··· Исходный текст
Мне бы следовало не останавливаться, но как быть! Тут только в Москве почувствовал я вполне то благосостояние, коим пользуются больные вскоре по выздоровлении. Пять лет перед тем оставил я ее в развалинах; тут не мог я налюбоваться белокаменной, красным солнышком постоянно освещаемою; много было в ней древнего, живописного, ничего старого, всё свежо, всё ново, всё выпрямлено, всё изукрашено. Впрочем, город был довольно пуст; невиданная вешняя теплота в глухую осень вероятно удерживала еще помещиков по деревням. Хозяин мой сам подговаривал меня ехать, пользоваться благоприятною погодой, которая со дня на день, с часу на час, может измениться. Я ни о чём не заботился; про то знает высший мой Хранитель, думал я. На Бога надейся, а сам не плошай, говорил мне Товаров.

Однако ж я послушал его и 11-го октября оставил Москву. Видно, и тут силы не совсем во мне пришли, ибо я ехал также медленно как из Нижнего. В самый день моего отъезда, небо из светло-голубого превратилось в серенькое, но дождя не было, и дорога была сухая. Только 13 числа, когда ночью въезжал я в Торжок, пошел первый дождик, сильный, летний, еще не осенний. На другой день воздух вдруг похолодел и отсырел, и я должен был бороться с дурною дорогой и с дурною погодой; но я как-то не унывал, тепло одевался, преимущественно ночевал в теплых ямских избах. За Новгородом сделалось мне гораздо хуже, когда 16-го числа должен я был рано остановиться на станции Чудово. Я думал, что не доеду до Петербурга, и немного трухнул. Хотя плоть была немощна, но дух еще довольно бодр; с ним собрался я, чтобы до свету 17-го оставить грязную избу, в которую нечаянно попал я на ночь. Тут нужна была твердость: строилось шоссе, его назначено было следующим летом проводить по той дороге, по которой надлежало мне ехать, и её не чинили. Хотя не совсем выяснело, сделался первый изрядный мороз, что у нас называют утренник; грязь не совсем застыла по бревенчатой дороге, где торчали вверх оледенелые бревешки, где образовавшиеся довольно глубокие лужи подернуло льдом: и тяжело, и скользко, и опасно. Четыре часа с половиною нужно мне было, чтобы сделать двадцать пять верст до Померанья. И совершенно здоровому трудно бы было вынести; если бы Бог помог, в этот день хотя бы еще одну станцию отъехать, сказал я.
······
··· Исходные данные
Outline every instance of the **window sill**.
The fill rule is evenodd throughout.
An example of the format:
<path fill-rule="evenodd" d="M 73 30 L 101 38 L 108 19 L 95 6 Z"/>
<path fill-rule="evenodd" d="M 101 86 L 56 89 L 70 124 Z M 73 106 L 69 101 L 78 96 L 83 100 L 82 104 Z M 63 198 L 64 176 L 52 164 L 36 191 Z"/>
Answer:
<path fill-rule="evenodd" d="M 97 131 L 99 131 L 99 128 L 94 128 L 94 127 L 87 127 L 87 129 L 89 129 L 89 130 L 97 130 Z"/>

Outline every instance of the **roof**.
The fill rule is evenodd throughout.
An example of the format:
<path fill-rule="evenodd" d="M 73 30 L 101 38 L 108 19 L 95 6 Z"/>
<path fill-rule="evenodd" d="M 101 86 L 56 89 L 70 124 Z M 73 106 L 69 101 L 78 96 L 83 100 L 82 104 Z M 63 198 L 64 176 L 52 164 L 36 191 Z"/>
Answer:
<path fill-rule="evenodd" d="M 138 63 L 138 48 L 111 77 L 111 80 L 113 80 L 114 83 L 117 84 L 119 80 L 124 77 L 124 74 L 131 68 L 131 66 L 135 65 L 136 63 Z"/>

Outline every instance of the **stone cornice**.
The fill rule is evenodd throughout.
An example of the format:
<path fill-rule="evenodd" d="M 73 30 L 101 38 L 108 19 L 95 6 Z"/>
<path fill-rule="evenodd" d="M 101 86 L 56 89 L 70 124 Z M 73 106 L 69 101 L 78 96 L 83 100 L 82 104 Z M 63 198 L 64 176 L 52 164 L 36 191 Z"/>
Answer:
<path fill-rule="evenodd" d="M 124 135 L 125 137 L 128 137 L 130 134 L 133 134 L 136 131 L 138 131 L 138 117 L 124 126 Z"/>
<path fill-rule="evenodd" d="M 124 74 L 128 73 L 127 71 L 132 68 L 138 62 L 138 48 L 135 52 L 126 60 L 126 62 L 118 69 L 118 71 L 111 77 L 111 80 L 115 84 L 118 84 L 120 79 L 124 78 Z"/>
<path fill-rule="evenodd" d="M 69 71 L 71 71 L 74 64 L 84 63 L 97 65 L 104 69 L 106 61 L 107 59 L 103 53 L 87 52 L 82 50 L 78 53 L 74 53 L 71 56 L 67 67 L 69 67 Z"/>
······
● Задание
Воспроизведите дословно отрывок из текста о поездке из Москвы: начните с того места, где стоят слова «Мне бы следовало», и остановитесь после слов «говорил мне Товаров.».

● Ответ к заданию
Мне бы следовало не останавливаться, но как быть! Тут только в Москве почувствовал я вполне то благосостояние, коим пользуются больные вскоре по выздоровлении. Пять лет перед тем оставил я ее в развалинах; тут не мог я налюбоваться белокаменной, красным солнышком постоянно освещаемою; много было в ней древнего, живописного, ничего старого, всё свежо, всё ново, всё выпрямлено, всё изукрашено. Впрочем, город был довольно пуст; невиданная вешняя теплота в глухую осень вероятно удерживала еще помещиков по деревням. Хозяин мой сам подговаривал меня ехать, пользоваться благоприятною погодой, которая со дня на день, с часу на час, может измениться. Я ни о чём не заботился; про то знает высший мой Хранитель, думал я. На Бога надейся, а сам не плошай, говорил мне Товаров.